■ TASK PROMPT
Repeat exactly, and only, the lines from the one holding "Task: where can the red caution" through the last line of the records below.

(Point-based annotation data)

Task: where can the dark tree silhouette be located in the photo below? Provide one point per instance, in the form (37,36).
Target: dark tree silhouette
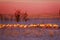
(17,15)
(1,17)
(25,16)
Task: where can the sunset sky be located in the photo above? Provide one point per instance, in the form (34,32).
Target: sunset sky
(32,7)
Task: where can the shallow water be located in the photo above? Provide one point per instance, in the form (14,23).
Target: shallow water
(34,21)
(29,34)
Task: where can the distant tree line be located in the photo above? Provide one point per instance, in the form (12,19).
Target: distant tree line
(17,15)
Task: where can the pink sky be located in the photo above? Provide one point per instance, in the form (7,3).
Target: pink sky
(34,8)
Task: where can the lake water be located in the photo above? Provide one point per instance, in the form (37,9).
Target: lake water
(30,33)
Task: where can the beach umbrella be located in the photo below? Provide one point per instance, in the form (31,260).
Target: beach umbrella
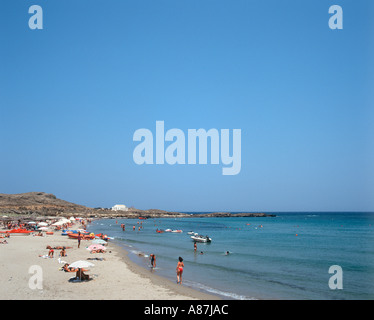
(81,264)
(96,247)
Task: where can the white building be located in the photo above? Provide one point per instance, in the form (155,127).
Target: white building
(120,207)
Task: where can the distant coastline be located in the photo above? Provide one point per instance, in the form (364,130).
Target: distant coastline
(33,204)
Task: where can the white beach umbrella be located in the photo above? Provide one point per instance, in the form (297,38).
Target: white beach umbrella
(81,264)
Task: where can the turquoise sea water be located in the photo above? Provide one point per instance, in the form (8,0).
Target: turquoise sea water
(282,257)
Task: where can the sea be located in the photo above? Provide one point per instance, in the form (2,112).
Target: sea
(292,256)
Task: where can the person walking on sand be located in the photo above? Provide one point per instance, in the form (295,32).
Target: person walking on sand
(153,260)
(180,267)
(79,239)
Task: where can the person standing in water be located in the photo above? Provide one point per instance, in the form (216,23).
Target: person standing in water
(153,260)
(180,267)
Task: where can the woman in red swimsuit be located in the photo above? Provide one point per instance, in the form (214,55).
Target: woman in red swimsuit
(180,267)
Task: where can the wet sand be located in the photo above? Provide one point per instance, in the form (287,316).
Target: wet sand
(116,277)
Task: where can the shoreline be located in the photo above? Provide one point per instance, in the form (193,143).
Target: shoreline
(160,280)
(115,278)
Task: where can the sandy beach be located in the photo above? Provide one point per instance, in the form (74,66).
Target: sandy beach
(116,277)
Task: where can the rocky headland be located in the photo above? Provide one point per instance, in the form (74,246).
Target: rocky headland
(33,204)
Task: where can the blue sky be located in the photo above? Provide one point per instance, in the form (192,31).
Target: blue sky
(73,94)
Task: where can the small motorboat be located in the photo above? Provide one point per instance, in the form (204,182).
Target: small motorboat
(83,236)
(200,238)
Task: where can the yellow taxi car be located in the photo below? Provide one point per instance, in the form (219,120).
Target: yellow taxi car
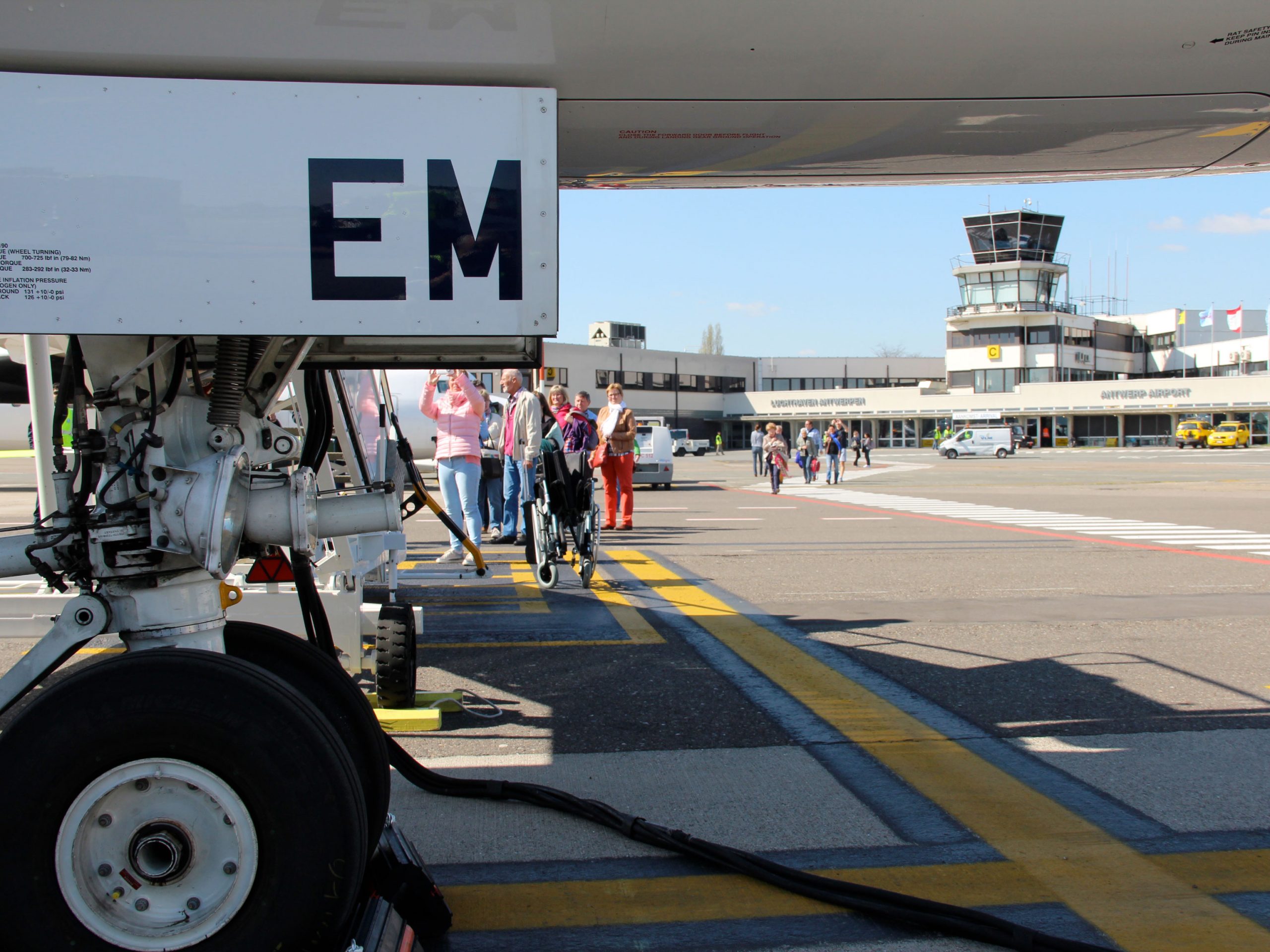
(1192,433)
(1231,434)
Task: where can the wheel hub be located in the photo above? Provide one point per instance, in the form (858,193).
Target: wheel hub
(157,855)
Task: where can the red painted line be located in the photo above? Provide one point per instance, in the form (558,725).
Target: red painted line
(1010,529)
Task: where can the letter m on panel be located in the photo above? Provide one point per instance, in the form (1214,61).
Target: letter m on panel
(450,232)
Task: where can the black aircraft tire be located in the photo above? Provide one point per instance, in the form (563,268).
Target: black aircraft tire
(278,758)
(395,658)
(324,682)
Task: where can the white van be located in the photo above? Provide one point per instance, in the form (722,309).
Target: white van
(656,461)
(980,441)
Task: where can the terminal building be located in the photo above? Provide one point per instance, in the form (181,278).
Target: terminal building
(1019,350)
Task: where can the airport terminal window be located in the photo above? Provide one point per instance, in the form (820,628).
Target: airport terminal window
(1042,336)
(1095,427)
(982,337)
(1105,341)
(1147,425)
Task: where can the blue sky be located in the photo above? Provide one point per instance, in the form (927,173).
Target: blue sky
(841,271)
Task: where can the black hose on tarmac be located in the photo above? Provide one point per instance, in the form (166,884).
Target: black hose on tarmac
(897,907)
(903,909)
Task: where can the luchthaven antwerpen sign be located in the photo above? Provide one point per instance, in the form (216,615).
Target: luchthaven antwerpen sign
(812,403)
(1160,394)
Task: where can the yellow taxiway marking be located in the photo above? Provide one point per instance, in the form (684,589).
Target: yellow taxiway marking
(1251,128)
(638,629)
(636,626)
(1139,903)
(547,905)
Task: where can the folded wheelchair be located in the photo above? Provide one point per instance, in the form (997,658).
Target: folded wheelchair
(564,507)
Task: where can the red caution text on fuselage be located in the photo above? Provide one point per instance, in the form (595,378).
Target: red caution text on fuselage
(275,568)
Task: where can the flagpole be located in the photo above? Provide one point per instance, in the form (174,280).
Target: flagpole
(1241,365)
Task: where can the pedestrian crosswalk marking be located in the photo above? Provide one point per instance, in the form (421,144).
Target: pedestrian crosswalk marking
(1140,531)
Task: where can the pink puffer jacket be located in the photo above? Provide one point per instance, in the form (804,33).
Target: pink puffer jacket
(457,413)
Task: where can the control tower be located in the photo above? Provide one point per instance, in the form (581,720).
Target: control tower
(1026,270)
(1016,323)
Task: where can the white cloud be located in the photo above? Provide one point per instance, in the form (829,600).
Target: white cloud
(1241,224)
(755,309)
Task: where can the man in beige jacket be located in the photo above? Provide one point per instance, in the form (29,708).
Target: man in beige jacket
(522,436)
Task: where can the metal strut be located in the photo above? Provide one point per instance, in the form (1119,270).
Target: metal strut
(233,362)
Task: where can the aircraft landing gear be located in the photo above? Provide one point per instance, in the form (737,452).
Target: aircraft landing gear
(180,800)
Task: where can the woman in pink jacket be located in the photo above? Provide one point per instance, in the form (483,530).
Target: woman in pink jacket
(459,414)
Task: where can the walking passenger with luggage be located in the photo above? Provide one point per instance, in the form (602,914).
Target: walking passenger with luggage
(776,452)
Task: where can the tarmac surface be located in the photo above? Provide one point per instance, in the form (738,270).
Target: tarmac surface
(1037,686)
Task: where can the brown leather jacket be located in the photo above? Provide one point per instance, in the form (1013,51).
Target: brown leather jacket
(624,433)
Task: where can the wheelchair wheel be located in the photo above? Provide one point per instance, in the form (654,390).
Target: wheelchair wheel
(549,574)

■ ANSWER TO THIS TASK
Task: where can the red caution text on fuselage be located in the photo above? Provide one point per instance, in the form (595,378).
Target: red caution text on fuselage
(275,568)
Task: where can the flagpole be located in the photo above? Provide one point per instance, in the form (174,280).
Target: flagpole
(1241,365)
Task: where can the pedestrian crosswalk marking be located in the photo above? Provide one point per instance, in the form (421,144).
Target: pedestrian crosswalk marking
(1140,531)
Task: where can the pink puffer jacket be located in the photo above? Provide one point per instance, in the form (804,33).
Target: pink puffer jacket
(457,413)
Task: where can the control tower be located in the photo above? Provide one point per instance, in the form (581,720).
Target: control tower
(1026,270)
(1016,323)
Task: where can the white cloud be located in the photo above? Provide one point per instance, in the form (829,600).
Target: white cloud
(1241,224)
(755,309)
Task: where can the man in beige jacket be located in the photo above? Provide one point per instance, in the form (29,708).
Target: man in beige jacket
(522,436)
Task: where can the metal strut be located in the photo above? Provide one point per instance, in the form (1119,270).
Target: metal strut
(233,362)
Task: where can the aircraft landing gear be located in the photo above? Provide one point per instance, in the form (737,452).
Target: aircraft landing gear
(180,800)
Task: where can the woman in pink jacket be located in the photo above? Provide one point per instance, in the form (483,530).
Target: woman in pink jacket
(459,414)
Task: where can the walking passenger with luggage be located in the photo above? Provide one point per instance, in the form (602,914).
Target: walking passenger with luggage
(776,452)
Task: where can the tarmac surface be located in the photo above? Provide one point per instance, in the form (738,270).
Target: tarmac surface
(1037,686)
Task: where can the brown leather jacket be located in the photo above? Provide one point per instance, in the form (1013,51).
Target: brown leather jacket
(624,433)
Task: where can the wheelchair wheel be located in the photo above? Provide one point per instance, in the form (654,390).
Target: wheelchair wheel
(549,574)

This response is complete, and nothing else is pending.